#### [SUPPLIED INFORMATION]
---------------
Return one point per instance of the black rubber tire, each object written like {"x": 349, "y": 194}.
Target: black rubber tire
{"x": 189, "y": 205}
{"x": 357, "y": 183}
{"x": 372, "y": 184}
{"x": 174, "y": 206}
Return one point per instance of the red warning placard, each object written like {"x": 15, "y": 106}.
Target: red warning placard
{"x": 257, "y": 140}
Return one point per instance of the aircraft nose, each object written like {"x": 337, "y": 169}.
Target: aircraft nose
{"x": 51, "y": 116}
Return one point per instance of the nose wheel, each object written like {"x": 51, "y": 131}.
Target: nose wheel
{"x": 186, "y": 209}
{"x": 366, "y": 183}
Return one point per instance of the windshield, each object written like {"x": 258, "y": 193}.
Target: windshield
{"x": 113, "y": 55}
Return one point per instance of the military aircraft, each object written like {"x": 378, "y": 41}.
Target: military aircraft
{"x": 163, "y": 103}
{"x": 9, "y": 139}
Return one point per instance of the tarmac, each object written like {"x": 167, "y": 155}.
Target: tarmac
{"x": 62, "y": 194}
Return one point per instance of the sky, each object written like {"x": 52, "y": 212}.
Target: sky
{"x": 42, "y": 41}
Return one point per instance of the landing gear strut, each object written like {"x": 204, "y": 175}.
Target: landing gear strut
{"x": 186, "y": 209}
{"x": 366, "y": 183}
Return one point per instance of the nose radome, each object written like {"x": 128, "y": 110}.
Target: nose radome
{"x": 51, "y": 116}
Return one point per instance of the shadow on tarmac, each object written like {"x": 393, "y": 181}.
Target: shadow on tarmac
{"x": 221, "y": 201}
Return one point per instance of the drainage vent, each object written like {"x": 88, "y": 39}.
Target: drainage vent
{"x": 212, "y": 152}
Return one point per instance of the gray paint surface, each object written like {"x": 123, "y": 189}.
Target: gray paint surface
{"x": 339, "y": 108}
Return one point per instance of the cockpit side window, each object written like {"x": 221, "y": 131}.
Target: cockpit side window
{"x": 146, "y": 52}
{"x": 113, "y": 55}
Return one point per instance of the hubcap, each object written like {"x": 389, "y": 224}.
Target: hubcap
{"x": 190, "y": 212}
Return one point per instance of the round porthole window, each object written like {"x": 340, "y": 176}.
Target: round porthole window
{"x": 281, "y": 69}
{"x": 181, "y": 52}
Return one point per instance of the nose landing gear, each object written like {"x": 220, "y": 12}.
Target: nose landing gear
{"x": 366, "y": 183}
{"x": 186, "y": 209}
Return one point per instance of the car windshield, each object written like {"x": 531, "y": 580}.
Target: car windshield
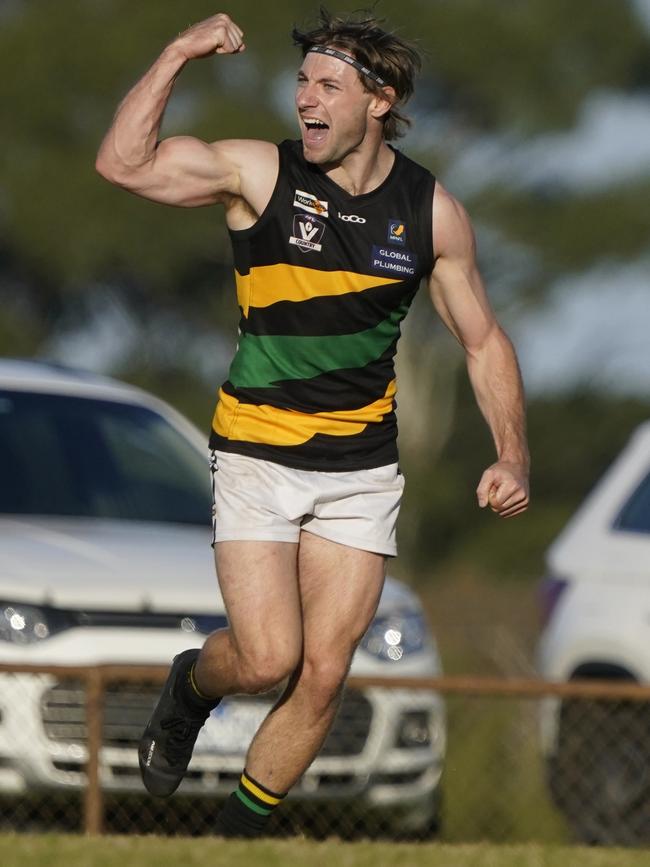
{"x": 74, "y": 456}
{"x": 635, "y": 514}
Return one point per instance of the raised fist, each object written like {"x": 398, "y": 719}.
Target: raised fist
{"x": 216, "y": 35}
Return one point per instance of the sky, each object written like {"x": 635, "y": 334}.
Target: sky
{"x": 595, "y": 328}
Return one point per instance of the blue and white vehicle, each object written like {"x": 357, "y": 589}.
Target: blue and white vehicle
{"x": 597, "y": 609}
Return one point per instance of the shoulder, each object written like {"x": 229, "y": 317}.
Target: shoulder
{"x": 452, "y": 227}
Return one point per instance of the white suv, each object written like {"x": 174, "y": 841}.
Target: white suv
{"x": 105, "y": 558}
{"x": 597, "y": 600}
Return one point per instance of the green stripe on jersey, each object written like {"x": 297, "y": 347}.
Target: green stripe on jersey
{"x": 263, "y": 360}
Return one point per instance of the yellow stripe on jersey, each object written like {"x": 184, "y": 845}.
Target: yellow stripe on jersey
{"x": 266, "y": 424}
{"x": 268, "y": 284}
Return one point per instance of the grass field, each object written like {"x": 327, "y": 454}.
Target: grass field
---------------
#### [TASK GOAL]
Repeat exactly the lines above from the one with "Return one point per instance of the windshield, each" up to and including the one with "Return one point per instance of the military". No other line belongs in the reply.

#### [EXERCISE ANSWER]
Return one point per instance of the windshield, each object written like {"x": 258, "y": 193}.
Target: windshield
{"x": 113, "y": 55}
Return one point per instance of the military aircraft, each object written like {"x": 378, "y": 41}.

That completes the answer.